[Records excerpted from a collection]
━━━━━━━━━━━━━━━━━━━━━━━━━━━━━━
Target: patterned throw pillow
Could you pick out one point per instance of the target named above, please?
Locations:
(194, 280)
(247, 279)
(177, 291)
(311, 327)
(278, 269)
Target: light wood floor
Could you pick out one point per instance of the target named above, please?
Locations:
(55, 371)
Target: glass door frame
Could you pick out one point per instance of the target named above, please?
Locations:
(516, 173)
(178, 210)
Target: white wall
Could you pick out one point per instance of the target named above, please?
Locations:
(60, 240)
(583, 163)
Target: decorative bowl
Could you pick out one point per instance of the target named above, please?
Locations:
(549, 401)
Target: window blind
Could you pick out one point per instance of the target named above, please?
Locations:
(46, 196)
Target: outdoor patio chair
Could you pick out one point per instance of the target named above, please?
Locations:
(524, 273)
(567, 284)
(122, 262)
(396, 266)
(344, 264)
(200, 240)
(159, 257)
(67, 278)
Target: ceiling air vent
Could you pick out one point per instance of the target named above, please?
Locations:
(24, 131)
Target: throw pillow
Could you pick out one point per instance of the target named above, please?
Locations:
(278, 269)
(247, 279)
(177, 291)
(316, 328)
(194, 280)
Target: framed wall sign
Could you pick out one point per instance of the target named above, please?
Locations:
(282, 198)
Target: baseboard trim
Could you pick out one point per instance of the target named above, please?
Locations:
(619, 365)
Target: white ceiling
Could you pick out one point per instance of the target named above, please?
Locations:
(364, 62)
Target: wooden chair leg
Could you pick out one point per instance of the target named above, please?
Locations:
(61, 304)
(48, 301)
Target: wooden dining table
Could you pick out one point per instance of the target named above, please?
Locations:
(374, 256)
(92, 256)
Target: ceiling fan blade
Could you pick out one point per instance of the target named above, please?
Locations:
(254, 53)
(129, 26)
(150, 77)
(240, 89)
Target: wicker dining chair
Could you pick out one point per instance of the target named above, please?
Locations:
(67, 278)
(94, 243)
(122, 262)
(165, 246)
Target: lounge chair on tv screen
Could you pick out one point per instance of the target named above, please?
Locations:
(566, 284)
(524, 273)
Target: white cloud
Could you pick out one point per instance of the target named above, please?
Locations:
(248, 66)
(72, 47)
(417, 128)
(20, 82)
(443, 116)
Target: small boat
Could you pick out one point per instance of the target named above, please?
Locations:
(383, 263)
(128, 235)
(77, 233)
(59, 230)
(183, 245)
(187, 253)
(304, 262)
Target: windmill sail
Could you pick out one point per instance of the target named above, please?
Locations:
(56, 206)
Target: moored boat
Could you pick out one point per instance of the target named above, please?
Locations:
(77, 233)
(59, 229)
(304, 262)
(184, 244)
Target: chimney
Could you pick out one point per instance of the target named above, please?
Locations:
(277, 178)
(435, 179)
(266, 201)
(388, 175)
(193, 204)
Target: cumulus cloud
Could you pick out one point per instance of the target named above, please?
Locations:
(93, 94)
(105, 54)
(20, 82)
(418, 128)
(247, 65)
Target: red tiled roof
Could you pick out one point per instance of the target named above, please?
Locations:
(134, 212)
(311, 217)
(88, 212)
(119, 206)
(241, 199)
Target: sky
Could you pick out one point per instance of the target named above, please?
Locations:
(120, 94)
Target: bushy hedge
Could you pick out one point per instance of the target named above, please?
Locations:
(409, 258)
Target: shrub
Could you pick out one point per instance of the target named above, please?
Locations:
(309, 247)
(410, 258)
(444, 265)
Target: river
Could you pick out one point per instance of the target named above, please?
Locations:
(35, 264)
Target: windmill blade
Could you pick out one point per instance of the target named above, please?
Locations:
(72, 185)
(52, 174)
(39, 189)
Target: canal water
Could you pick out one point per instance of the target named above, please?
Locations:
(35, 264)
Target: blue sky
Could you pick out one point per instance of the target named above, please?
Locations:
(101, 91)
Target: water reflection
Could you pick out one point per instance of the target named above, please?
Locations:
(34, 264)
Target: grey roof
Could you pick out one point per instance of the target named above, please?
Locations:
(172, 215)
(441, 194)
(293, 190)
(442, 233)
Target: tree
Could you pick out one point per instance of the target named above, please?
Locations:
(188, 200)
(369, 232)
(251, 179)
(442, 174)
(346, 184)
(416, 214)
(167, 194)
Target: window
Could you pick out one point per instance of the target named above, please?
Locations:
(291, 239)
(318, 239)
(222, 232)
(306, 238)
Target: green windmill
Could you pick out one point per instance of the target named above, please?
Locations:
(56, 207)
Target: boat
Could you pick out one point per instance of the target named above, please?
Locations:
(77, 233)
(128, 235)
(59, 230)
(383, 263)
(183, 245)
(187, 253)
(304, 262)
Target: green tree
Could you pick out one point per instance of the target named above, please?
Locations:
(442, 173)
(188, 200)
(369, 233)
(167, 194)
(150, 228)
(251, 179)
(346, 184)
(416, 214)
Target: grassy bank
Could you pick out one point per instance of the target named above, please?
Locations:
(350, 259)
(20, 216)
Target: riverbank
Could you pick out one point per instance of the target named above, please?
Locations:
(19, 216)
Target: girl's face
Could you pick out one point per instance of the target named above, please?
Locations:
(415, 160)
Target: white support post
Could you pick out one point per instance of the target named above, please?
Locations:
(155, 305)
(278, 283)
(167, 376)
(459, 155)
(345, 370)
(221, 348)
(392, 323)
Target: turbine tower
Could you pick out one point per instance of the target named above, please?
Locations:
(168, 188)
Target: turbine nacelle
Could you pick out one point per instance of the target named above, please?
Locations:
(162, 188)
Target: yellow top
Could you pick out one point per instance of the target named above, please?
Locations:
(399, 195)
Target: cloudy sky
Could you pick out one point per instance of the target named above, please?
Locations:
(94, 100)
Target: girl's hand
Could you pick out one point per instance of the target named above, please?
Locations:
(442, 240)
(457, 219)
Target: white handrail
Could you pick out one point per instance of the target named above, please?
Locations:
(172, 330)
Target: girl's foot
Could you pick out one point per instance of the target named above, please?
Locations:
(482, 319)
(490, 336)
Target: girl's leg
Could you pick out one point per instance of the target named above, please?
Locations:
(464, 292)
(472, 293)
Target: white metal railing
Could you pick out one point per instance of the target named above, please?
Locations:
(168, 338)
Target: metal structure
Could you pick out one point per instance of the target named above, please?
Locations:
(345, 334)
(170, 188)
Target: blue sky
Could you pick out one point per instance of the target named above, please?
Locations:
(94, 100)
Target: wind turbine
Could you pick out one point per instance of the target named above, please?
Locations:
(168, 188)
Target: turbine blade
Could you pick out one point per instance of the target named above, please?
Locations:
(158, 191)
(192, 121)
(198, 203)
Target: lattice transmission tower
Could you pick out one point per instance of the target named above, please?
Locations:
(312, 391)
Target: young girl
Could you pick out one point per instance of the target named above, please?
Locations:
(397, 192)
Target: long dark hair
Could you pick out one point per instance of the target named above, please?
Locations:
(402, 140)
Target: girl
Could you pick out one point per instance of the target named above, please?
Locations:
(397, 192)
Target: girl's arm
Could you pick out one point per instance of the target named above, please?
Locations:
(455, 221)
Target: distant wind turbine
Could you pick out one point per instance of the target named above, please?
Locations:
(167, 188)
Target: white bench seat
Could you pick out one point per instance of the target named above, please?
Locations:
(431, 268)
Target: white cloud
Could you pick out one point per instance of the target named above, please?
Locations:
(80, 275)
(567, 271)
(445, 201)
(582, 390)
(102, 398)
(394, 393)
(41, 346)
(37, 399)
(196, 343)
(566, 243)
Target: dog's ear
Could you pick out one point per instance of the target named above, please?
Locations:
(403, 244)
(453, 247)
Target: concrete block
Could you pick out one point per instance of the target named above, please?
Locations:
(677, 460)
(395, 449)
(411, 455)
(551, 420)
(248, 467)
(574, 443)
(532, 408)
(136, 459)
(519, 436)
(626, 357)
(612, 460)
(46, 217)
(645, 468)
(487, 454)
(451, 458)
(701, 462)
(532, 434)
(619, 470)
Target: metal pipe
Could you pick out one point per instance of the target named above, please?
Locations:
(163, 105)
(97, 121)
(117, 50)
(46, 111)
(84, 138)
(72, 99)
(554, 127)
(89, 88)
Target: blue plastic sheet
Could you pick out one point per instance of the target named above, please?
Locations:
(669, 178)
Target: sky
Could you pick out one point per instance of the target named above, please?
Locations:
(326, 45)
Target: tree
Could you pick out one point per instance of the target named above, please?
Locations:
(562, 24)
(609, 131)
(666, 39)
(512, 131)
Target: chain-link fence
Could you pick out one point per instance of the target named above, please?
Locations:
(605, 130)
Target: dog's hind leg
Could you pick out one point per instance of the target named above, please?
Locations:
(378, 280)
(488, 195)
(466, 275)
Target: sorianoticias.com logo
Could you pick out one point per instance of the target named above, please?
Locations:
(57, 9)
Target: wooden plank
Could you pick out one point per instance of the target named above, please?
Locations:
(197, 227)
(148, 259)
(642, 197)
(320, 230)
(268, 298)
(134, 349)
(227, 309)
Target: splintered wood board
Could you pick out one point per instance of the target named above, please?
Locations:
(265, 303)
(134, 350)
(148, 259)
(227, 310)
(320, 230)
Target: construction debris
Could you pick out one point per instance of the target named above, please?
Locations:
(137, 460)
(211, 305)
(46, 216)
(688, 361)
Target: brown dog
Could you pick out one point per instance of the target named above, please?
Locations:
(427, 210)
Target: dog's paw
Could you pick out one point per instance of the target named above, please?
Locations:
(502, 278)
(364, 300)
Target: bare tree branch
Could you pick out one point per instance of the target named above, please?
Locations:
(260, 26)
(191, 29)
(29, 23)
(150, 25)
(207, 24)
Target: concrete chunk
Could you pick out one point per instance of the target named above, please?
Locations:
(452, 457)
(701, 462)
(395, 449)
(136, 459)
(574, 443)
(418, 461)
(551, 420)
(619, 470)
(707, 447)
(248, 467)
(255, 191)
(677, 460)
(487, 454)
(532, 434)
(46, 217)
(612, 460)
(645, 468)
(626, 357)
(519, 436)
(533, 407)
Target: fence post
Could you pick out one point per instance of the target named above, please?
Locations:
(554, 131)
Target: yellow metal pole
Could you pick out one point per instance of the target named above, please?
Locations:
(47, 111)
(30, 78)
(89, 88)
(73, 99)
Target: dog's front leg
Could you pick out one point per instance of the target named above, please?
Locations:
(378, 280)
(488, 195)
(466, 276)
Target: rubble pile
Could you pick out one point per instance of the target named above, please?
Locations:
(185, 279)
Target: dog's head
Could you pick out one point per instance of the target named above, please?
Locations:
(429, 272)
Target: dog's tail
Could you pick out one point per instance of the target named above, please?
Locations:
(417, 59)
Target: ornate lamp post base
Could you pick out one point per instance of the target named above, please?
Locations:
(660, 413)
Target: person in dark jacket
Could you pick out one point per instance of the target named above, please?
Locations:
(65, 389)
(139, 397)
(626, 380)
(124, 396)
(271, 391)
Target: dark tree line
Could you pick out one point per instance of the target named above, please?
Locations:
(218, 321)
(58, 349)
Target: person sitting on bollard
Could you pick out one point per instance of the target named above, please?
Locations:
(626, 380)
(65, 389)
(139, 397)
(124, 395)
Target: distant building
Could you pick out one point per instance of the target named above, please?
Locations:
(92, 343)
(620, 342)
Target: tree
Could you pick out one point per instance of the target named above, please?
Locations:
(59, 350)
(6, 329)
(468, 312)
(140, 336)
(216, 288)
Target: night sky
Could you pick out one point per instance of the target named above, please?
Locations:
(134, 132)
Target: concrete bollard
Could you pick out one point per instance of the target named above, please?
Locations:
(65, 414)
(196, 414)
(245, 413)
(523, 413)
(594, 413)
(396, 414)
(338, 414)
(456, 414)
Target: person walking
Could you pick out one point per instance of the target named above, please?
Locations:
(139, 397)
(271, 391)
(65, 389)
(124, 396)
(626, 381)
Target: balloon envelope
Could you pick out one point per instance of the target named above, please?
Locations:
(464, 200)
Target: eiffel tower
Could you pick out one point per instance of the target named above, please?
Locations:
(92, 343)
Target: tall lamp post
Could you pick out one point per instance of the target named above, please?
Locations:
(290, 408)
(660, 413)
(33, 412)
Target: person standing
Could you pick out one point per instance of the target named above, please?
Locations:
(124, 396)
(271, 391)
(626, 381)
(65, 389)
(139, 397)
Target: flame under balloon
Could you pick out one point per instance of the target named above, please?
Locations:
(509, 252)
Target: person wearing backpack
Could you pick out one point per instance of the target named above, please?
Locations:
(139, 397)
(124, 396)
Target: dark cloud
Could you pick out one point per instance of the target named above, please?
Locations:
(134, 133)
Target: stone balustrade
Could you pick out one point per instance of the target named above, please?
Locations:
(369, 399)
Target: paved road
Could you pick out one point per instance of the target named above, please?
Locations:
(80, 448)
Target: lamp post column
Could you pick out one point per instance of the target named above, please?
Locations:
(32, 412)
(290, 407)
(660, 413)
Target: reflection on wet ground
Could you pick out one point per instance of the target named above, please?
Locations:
━━━━━━━━━━━━━━━━━━━━━━━━━━━━━━
### Your assignment
Whenever the word "boat" occurs in a line above, copy that line.

### Reply to the exercise
Target: small boat
Target: moored boat
Target: boat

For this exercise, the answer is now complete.